Task directions: The answer should be one number, the count of lines in the data with "bare".

++++ Data records ++++

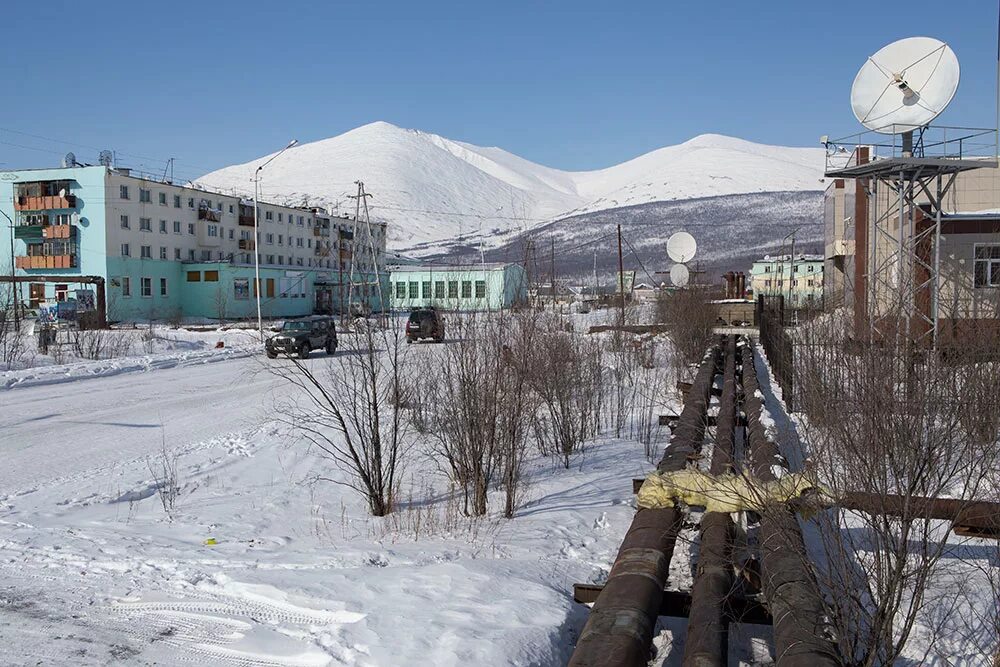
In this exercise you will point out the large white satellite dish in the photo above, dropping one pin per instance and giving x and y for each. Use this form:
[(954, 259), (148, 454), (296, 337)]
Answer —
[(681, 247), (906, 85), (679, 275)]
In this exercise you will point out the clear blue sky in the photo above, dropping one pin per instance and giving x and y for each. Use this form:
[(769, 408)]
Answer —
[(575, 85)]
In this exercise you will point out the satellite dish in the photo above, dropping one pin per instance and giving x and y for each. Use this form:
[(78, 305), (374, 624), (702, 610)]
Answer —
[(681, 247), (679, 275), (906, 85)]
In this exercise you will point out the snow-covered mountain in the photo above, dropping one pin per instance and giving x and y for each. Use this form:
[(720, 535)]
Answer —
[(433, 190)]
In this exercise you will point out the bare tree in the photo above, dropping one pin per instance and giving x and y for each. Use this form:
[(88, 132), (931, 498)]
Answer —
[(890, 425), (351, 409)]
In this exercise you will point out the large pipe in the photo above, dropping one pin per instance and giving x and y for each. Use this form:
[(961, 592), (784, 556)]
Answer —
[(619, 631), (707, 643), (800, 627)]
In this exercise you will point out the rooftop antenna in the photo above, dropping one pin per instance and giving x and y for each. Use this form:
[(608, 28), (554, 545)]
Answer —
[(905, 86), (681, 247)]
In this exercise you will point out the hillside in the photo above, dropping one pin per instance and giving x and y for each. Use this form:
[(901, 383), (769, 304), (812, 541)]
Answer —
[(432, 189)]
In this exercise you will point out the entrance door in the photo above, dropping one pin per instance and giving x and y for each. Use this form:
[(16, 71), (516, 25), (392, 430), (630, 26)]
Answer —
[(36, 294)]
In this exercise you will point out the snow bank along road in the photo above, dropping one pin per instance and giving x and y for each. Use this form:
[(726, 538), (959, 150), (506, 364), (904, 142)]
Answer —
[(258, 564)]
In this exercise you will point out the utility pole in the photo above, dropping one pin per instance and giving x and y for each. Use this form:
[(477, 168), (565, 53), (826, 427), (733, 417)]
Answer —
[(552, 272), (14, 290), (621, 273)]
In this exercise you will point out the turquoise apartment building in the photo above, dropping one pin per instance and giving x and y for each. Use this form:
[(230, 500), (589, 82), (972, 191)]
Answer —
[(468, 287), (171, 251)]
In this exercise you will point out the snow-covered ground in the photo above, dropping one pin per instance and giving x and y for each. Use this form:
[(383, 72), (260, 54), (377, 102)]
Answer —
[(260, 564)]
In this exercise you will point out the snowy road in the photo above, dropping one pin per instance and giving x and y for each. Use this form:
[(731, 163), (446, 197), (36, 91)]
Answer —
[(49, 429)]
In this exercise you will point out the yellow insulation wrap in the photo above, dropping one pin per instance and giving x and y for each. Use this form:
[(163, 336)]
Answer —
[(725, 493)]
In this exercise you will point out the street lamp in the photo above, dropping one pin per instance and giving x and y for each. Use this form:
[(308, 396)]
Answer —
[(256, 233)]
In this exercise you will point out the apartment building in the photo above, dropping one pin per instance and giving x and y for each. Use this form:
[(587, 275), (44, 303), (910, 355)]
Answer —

++++
++++ Data records ++++

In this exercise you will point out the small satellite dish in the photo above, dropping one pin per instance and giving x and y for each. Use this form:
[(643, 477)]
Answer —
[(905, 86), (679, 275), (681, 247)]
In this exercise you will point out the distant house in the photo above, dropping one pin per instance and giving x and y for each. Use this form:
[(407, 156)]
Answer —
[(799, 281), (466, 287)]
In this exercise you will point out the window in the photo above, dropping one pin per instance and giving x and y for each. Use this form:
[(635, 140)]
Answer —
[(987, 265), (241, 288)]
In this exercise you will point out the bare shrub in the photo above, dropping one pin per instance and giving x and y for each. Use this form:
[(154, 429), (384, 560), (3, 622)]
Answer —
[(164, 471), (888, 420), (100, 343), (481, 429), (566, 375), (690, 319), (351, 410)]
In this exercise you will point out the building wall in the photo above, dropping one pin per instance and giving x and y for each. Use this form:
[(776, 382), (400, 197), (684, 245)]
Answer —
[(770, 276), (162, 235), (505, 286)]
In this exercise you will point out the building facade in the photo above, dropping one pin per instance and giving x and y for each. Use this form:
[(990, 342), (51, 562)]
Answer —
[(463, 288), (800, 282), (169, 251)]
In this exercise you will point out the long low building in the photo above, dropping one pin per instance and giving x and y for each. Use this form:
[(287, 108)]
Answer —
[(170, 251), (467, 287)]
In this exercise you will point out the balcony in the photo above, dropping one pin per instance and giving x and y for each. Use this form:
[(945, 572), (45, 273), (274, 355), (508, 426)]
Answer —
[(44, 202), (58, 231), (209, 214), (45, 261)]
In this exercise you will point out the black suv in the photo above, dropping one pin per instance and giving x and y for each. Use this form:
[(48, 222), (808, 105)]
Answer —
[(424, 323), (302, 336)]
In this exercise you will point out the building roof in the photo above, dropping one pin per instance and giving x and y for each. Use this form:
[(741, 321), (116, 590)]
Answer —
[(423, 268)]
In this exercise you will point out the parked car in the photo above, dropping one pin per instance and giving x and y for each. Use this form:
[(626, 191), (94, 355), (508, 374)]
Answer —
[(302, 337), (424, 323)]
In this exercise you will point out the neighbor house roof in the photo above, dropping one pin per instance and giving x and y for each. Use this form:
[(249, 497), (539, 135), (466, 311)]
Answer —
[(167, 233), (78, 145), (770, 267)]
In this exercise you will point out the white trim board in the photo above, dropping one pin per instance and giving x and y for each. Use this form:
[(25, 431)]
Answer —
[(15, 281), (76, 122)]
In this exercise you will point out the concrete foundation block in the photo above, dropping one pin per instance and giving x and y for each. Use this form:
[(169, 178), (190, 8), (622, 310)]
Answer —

++++

Task output: 2